Reproduce the full article about Ethiopia's new AI University Innovation Pod word for word, with nothing added or left out.

++++ Text shown

Ethiopia has launched a new Artificial Intelligence University Innovation Pod in Addis Ababa, marking a significant step in its ambition to become Africa’s leading AI hub.

The Ethiopian Artificial Intelligence Institute leads the initiative in partnership with Addis Ababa University and the UN Development Programme, under the latter’s Timbuktoo Initiative.

Officials say the centre is designed to strengthen national AI capacity, promote homegrown technological solutions and build a sustainable innovation ecosystem. The AI UniPod will support university students, researchers and start-ups working on advanced digital technologies, with a focus on transforming young people from job seekers into technology creators.

The Ethiopian Artificial Intelligence Institute highlighted recent achievements, including patented tools for breast cancer diagnosis and coffee seed identification, as evidence of the country’s growing technological capability. Leaders described the new facility as a shift from ambition to practical implementation of AI.

Data sovereignty was emphasised as a central pillar of the strategy. Authorities argued that control over digital infrastructure and data resources is essential for national sovereignty, particularly as AI becomes embedded in economic and public systems.

The government views the AI UniPod as a long-term platform for innovation, aimed not only at Ethiopia but also at the wider African continent.

++++++++
++++ Records supplied

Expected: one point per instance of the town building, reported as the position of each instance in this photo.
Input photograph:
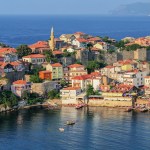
(74, 70)
(34, 59)
(20, 86)
(52, 40)
(72, 95)
(57, 71)
(67, 38)
(39, 47)
(45, 75)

++++++++

Completed exercise:
Ethiopia has launched a new Artificial Intelligence University Innovation Pod in Addis Ababa, marking a significant step in its ambition to become Africa’s leading AI hub.

The Ethiopian Artificial Intelligence Institute leads the initiative in partnership with Addis Ababa University and the UN Development Programme, under the latter’s Timbuktoo Initiative.

Officials say the centre is designed to strengthen national AI capacity, promote homegrown technological solutions and build a sustainable innovation ecosystem. The AI UniPod will support university students, researchers and start-ups working on advanced digital technologies, with a focus on transforming young people from job seekers into technology creators.

The Ethiopian Artificial Intelligence Institute highlighted recent achievements, including patented tools for breast cancer diagnosis and coffee seed identification, as evidence of the country’s growing technological capability. Leaders described the new facility as a shift from ambition to practical implementation of AI.

Data sovereignty was emphasised as a central pillar of the strategy. Authorities argued that control over digital infrastructure and data resources is essential for national sovereignty, particularly as AI becomes embedded in economic and public systems.

The government views the AI UniPod as a long-term platform for innovation, aimed not only at Ethiopia but also at the wider African continent.